# THE DATA start

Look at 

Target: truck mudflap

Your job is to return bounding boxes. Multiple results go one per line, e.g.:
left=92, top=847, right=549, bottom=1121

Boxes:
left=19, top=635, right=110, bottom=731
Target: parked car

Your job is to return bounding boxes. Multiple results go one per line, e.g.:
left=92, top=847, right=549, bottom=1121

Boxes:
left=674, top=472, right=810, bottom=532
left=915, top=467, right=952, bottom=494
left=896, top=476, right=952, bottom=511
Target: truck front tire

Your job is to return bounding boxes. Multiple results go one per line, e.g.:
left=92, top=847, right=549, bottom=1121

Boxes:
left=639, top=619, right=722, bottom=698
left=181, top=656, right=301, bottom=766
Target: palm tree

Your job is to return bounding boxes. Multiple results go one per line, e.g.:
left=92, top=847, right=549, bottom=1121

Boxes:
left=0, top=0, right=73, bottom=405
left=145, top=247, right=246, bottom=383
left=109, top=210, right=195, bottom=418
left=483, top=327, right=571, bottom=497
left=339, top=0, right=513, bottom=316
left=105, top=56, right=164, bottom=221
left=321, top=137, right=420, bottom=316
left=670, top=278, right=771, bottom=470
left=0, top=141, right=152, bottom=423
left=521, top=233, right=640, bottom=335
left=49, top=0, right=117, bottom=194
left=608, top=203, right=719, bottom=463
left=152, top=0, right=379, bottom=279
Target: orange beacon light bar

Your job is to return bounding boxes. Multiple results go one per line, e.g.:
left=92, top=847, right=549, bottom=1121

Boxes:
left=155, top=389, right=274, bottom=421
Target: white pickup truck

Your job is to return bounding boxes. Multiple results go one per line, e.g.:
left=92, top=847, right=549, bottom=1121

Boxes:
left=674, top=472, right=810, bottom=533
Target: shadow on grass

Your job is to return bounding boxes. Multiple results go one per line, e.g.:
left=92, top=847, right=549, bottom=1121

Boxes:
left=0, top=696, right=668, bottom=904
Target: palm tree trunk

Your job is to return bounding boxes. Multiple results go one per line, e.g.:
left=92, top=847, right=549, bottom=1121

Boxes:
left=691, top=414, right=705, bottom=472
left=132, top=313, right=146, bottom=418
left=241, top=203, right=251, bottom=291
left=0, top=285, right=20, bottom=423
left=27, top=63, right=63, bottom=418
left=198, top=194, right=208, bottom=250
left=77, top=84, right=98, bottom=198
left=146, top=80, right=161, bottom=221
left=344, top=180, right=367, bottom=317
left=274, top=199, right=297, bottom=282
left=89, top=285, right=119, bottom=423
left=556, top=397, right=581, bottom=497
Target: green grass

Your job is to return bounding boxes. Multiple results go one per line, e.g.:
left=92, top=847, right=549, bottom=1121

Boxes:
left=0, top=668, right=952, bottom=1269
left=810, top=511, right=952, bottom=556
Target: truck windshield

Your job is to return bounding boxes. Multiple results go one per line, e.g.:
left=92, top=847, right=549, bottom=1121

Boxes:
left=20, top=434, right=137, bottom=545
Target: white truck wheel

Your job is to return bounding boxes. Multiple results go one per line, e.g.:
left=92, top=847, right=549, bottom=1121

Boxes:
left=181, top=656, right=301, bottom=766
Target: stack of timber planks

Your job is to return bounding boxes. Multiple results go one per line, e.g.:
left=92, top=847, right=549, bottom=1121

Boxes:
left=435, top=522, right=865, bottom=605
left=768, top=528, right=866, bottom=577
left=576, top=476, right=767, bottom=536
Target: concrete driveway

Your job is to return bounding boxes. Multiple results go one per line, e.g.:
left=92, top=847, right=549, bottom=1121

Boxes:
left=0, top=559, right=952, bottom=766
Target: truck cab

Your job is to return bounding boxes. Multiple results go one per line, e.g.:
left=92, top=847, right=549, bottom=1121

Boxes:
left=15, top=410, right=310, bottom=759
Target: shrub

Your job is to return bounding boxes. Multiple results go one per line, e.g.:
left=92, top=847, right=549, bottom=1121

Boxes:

# THE DATA end

TASK DESCRIPTION: Count the lines in the rows above that contain the string "white", treating uppercase and lowercase as different, and give only that number.

RESPONSE TO THIS TASK: 2